El tango de ‘Un perro andaluz’

Los lunes, día del espectador

Fotograma de Un perro andaluz (Luis Buñuel, 1929).


Ahora mismo, de Abismos de Pasión (Luis Buñuel, 1953) solo recuerdo la fuerza de su final, con el Tristán e Isolda de Wagner sonando a todo trapo, profundizando así en la idea tan grata a los surrealistas del amour fou, desatado como una fuerza más de la naturaleza.

Quiero decir que soy permeable a las músicas como medio para llegar a querer una película. Así me pasó con Yo vigilo el camino (I walk the line, de John Frankenheimer, 1970) y las rotas canciones de Johnny Cash llevando a la fatalidad al sheriff que representa Gregory Peck, su coche patrulla haciendo una y otra vez el mismo recorrido lleno de curvas.

Y, por qué no decirlo, también me pasó con el ritmo impreso por la musiquilla de tango que no sé en qué versión de banda sonora le colocó Luis Buñuel a Un perro andaluz (1929). Un tango que llegué a amar y hacerlo algo propio.

:: Objetivos ::
1) Según el fragmento, ¿qué obra de Wagner suena al final de Abismos de Pasión?
2) Resume el fragmento en dos oraciones.
3) Transcribe del fragmento el pasaje que empieza con "Ahora mismo, de" y continúa hasta "lleno de curvas.".
Las entradas son material aparte y no forman parte del fragmento.

:: Entradas proporcionadas ::

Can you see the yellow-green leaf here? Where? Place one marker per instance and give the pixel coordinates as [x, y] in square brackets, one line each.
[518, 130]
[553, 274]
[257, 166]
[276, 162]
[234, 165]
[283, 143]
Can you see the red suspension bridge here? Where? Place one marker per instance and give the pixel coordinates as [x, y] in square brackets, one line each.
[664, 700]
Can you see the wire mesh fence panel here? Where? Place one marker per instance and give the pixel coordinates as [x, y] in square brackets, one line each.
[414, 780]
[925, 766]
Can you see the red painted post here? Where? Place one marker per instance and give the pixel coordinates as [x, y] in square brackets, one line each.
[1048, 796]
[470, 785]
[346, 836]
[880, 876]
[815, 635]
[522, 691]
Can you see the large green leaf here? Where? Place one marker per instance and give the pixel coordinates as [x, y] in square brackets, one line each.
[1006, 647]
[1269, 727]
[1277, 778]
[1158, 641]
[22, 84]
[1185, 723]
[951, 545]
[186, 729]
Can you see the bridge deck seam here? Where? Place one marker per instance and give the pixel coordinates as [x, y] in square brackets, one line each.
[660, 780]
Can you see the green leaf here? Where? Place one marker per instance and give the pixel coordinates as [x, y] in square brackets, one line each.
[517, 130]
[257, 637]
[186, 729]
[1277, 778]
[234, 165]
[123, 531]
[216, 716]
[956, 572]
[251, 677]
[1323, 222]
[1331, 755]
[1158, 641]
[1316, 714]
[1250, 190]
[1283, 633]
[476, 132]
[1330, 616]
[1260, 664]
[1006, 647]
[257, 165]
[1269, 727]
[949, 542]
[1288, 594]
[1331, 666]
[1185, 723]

:: Respuestas esperadas ::
1) Tristán e Isolda.

2) Quien escribe recuerda de Abismos de Pasión sobre todo la fuerza de su final, con el Tristán e Isolda de Wagner, y afirma ser permeable a las músicas como medio para llegar a querer una película, como le pasó con las canciones de Johnny Cash en Yo vigilo el camino. Lo mismo le ocurrió con la musiquilla de tango que Luis Buñuel colocó en Un perro andaluz, un tango que llegó a amar y hacer algo propio.

3)
Ahora mismo, de Abismos de Pasión (Luis Buñuel, 1953) solo recuerdo la fuerza de su final, con el Tristán e Isolda de Wagner sonando a todo trapo, profundizando así en la idea tan grata a los surrealistas del amour fou, desatado como una fuerza más de la naturaleza.

Quiero decir que soy permeable a las músicas como medio para llegar a querer una película. Así me pasó con Yo vigilo el camino (I walk the line, de John Frankenheimer, 1970) y las rotas canciones de Johnny Cash llevando a la fatalidad al sheriff que representa Gregory Peck, su coche patrulla haciendo una y otra vez el mismo recorrido lleno de curvas.